Point localization data

>>>

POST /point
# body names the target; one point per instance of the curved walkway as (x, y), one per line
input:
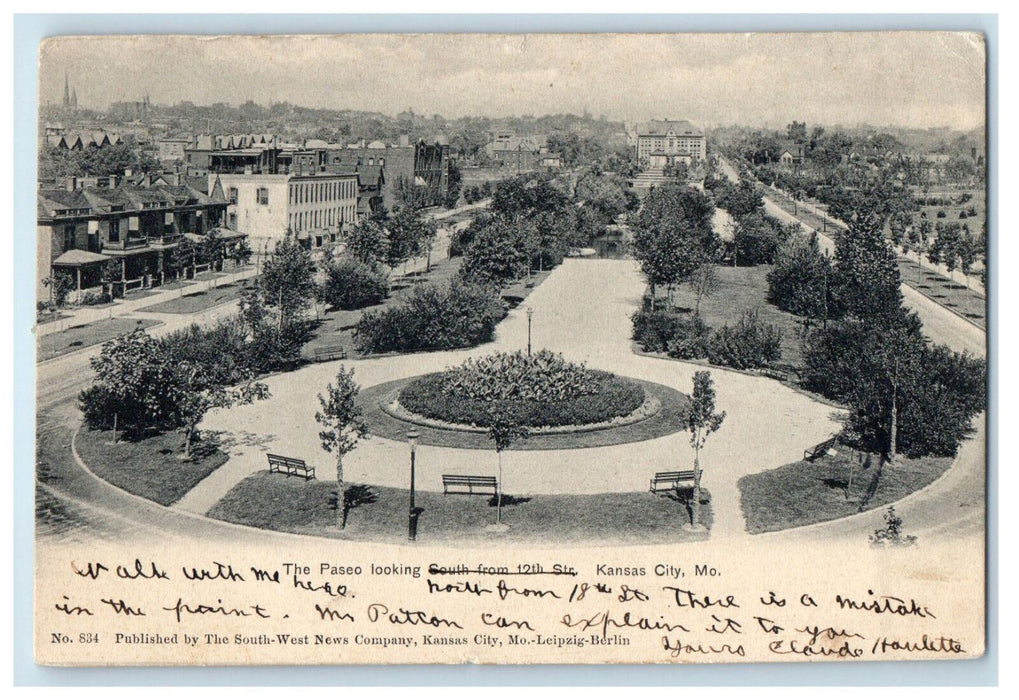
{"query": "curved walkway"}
(583, 311)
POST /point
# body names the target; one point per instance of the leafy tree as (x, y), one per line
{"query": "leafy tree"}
(368, 244)
(866, 275)
(287, 282)
(673, 233)
(343, 427)
(701, 420)
(503, 430)
(195, 388)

<<<

▶ Task description
From the first line to the last, set down the records word for word and drop the images.

▶ Your solution
POST /point
# body names the target; one point per instance of the curved walkway as (x, y), one per line
input:
{"query": "curved walkway"}
(583, 311)
POST /point
# body names the target; one point per instance of the leafy tree as (x, y), one per line
{"query": "leafy tree"}
(368, 244)
(866, 275)
(287, 282)
(673, 233)
(343, 427)
(701, 420)
(503, 430)
(195, 388)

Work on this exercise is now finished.